Study questions —
**A)** In the text on HIV and immune system regulators, write out the part from "Research has recently" up to and including "to HIV infection.", swapping "suppress" for "inhibit".
**B)** According to the text on HIV and immune system regulators, which two proteins are expressed by the subset of Treg cells that research has recently focused on?

[Opening Exercise passage section]

Regulating the Regulators: Immune System Regulators Are Highly Susceptible to HIV Infection

Regulating the Regulators: Immune System Regulators Are Highly Susceptible to HIV Infection

  • Published: July 13, 2004
  • DOI: 10.1371/journal.pbio.0020209

Nearly a dozen varieties of interdependent cells work in harmony to protect the body from infectious pathogens. Dendritic cells and B-cells carry remnants of pathogens to nearby helper T-cells (also known as CD4 cells because they express the CD4 protein on their surfaces), which coordinate a threat response by signaling killer T-cells to destroy the intruder. Yet another class of cells cleans up the debris such an encounter inevitably creates. Each of these cell types is further classified based on the combinations of surface proteins they express. Such proteins may simply identify the cell type or may help define its function.

Inhibition of Treg function by HIV leads to T-cell hyperactivation


An immune response can activate millions of cells; once these cells perform their respective jobs, it's crucial that they retire from active duty. That's where regulatory T-cells, or Treg cells, come in: an immune system that fails to retreat from an immune response can be just as dangerous as one that fails to organize.

Research has recently focused on a subset of Treg cells that express CD4 and CD25 proteins (so-called CD4+CD25+ T-cells) and that suppress T-cell activation in mice and humans. Treg cells appear to be key immune system regulators, as their absence results in autoimmune and allergic diseases. Now a team led by Derya Unutmaz at Vanderbilt University report that human Treg cells are highly vulnerable to HIV infection.

[Closing Exercise passage section]
[Opening Given data section]

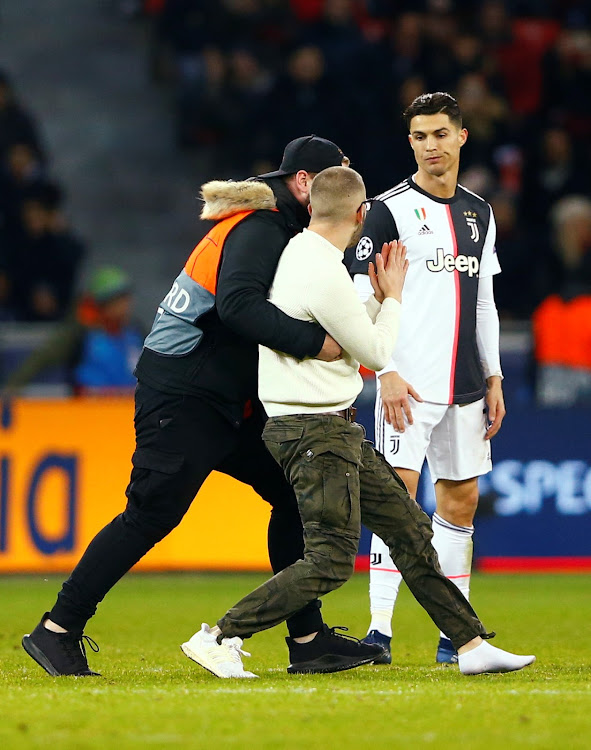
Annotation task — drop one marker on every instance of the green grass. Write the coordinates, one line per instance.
(150, 695)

[Closing Given data section]

Answer set —
**A)**
Research has recently focused on a subset of Treg cells that express CD4 and CD25 proteins (so-called CD4+CD25+ T-cells) and that inhibit T-cell activation in mice and humans. Treg cells appear to be key immune system regulators, as their absence results in autoimmune and allergic diseases. Now a team led by Derya Unutmaz at Vanderbilt University report that human Treg cells are highly vulnerable to HIV infection.

**B)** CD4 and CD25.